## WHAT TO PRODUCE
Please restate every record below word for word and skip the pictures.

## MATERIAL FOR THE TASK
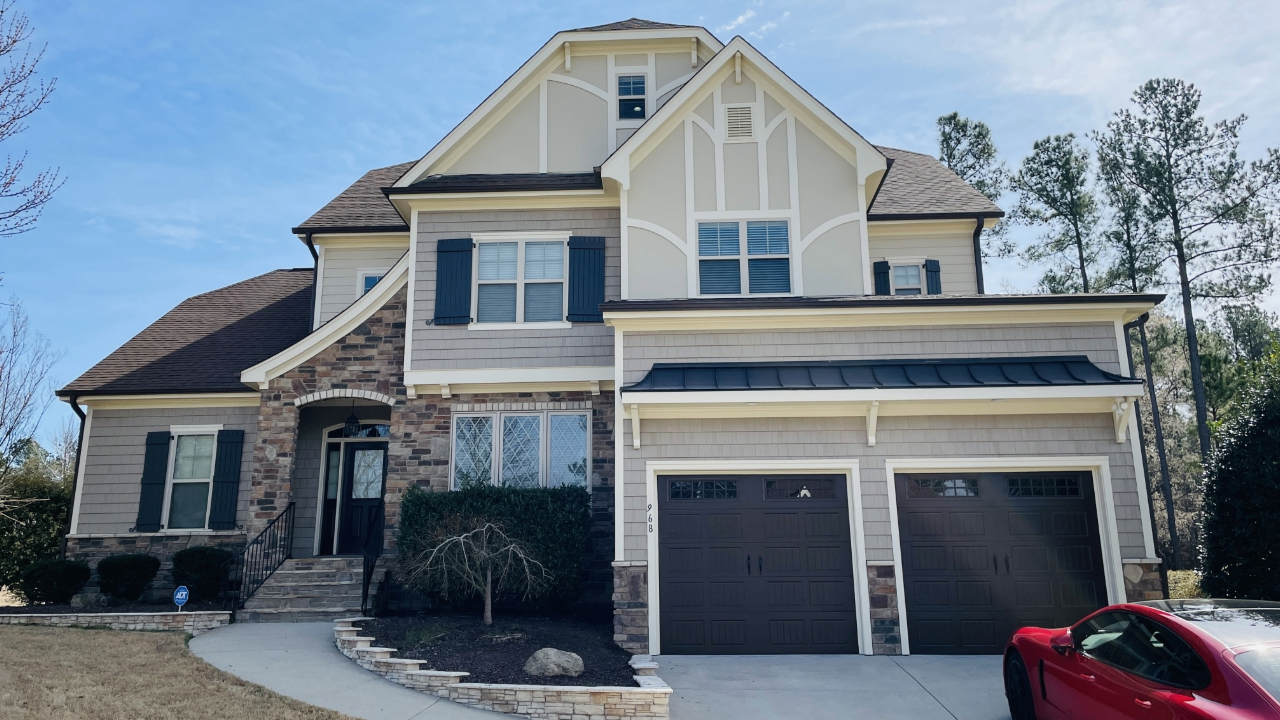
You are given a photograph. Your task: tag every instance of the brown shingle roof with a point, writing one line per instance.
(919, 185)
(631, 23)
(362, 206)
(205, 342)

## SOLUTION
You are given a photograph. Your task: tag every instance of the brown shingle roof with a point, writing one line per instance.
(919, 185)
(631, 23)
(362, 206)
(205, 342)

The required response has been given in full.